:: REQUIRED TASKS ::
[A] List every emotion named in the forum thread on head hunger as something the poster sometimes needs to tolerate long enough to figure out what they really need.
[B] Quote the forum thread on head hunger between "Hope things get" and "(deactivated member)", inclusive.

:: PASSAGE FOR REVIEW ::
Hope things get better for you! 
summer24
on 5/24/11 8:29 am, edited 5/24/11 11:22 am
I think it takes a truly arrogant person to believe that she can not learn something from others.  We all bring something to the table, and your experiences may help me along the way, so thank you!  And actually your comment about head hunger is so on point.  That is exactly what I was battling the other night.  I had the fruit, I had the broccoli, but my mind knew the chocolate was in the pantry!  No amount of food was going to fill my head hunger.  I'm working on putting it out there to make myself behave too!
(deactivated member)
on 5/24/11 10:48 am
Thank you, I feel the same way, I can learn from anyone!

Yes, head hunger.  I'm tired of being head hungers *****!!!!  It's so hard to break the cycle isn't it?  I got through yesterday, and I got through today.....After I ate my brussel sprouts I was better, but it took awhile for the whole craving to go away.  I am at peace at this moment.  Tomorrow will be day 3 with no nuts.  The cookies were bad to have around, but the almonds were worse.  I am almonds *****why oh why do they call to me so???  I am glad that I have no chocolate........they would be calling my name from the pantry too.
PokerSushi
on 5/24/11 9:44 am - Canada
 The only thing I will add to the terrific suggestions, support and advice already here is that you may also need to be prepared to tolerate your feelings long enough to implement some of these suggestions instead of eating.  Tolerating may mean feeling uncomfortable because you really want the food but are resisting it until you can distract yourself with something else.  Sometimes for me it also means tolerating my stress or anger or frustration or depression or relief or joy or whatever long enough to figure out what I really need in any situation that does not involve food.  When I make food choices in the grip of an emotion, positive or negative, it is much harder to make choices that don't make me feel worse in the aftermath.

:: SUPPLIED DATA ::
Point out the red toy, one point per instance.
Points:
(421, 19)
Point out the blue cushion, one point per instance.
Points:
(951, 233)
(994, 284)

:: ANSWER SECTION ::
[A] stress, anger, frustration, depression, relief, joy

[B]
Hope things get better for you! 
summer24
on 5/24/11 8:29 am, edited 5/24/11 11:22 am
I think it takes a truly arrogant person to believe that she can not learn something from others.  We all bring something to the table, and your experiences may help me along the way, so thank you!  And actually your comment about head hunger is so on point.  That is exactly what I was battling the other night.  I had the fruit, I had the broccoli, but my mind knew the chocolate was in the pantry!  No amount of food was going to fill my head hunger.  I'm working on putting it out there to make myself behave too!
(deactivated member)